> _To do_:
1. In the Hive RBAC guide, edit the part that opens with the words containing "SQL Error [1]" and closes with "field 'principal_name' is unset!" so that "DDLTask" becomes "DDLOperation".
2. According to the Hive RBAC guide, what does the JDBC error message say a user must do in order to add roles?
3. Summarize the Hive RBAC guide in two sentences.

> _Source text_:
>>>
DataSunrise Achieves AWS DevOps Competency Status in AWS DevSecOps and Monitoring, Logging, Performance

Apache Hive RBAC Configuration with SQL

Introduction

This guide addresses common Apache Hive Role-Based Access Control (RBAC) configuration with SQL issues, specifically focusing on the challenges encountered when setting up admin roles and permissions with SQL queries. We'll walk through a real-world example of troubleshooting and resolving these issues in a Docker-based Hive environment.

Understanding the Problem

Common Error Messages

When attempting to configure RBAC in Hive with queries like:

SHOW ROLES;
SET ROLE admin;
CREATE ROLE test_role;
GRANT ROLE test_role TO USER tester;

For example, for role creation query you might encounter various error messages depending on your connection method:

JDBC Connection (e.g., DBeaver)

SQL Error [1] [08S01]: org.apache.hive.service.cli.HiveSQLException: Error while processing statement: 
FAILED: Execution Error, return code 1 from org.apache.hadoop.hive.ql.exec.DDLTask. 
Current user : root is not allowed to add roles. User has to belong to ADMIN role and have it as current role, for this action.

Hive CLI (e.g. beeline or hive -e)

FAILED: Execution Error, return code 1 from org.apache.hadoop.hive.ql.exec.DDLTask. 
Failed to retrieve roles for null: Required field 'principal_name' is unset! 
Struct:GetRoleGrantsForPrincipalRequest(principal_name:null, principal_type:USER)
<<<
> _Collected material_:
>>>
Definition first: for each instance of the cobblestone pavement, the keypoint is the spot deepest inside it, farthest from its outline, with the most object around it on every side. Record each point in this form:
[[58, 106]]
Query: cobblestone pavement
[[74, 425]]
<<<
> _Task-by-task outputs_:
1.
SQL Error [1] [08S01]: org.apache.hive.service.cli.HiveSQLException: Error while processing statement: 
FAILED: Execution Error, return code 1 from org.apache.hadoop.hive.ql.exec.DDLOperation. 
Current user : root is not allowed to add roles. User has to belong to ADMIN role and have it as current role, for this action.

Hive CLI (e.g. beeline or hive -e)

FAILED: Execution Error, return code 1 from org.apache.hadoop.hive.ql.exec.DDLOperation. 
Failed to retrieve roles for null: Required field 'principal_name' is unset!

2. The user has to belong to the ADMIN role and have it as the current role.

3. The guide covers common problems with configuring Apache Hive Role-Based Access Control through SQL, especially when setting up admin roles and permissions, using a real-world example in a Docker-based Hive environment. It shows that queries such as role creation can fail with different error messages depending on whether the connection is made through JDBC or the Hive CLI.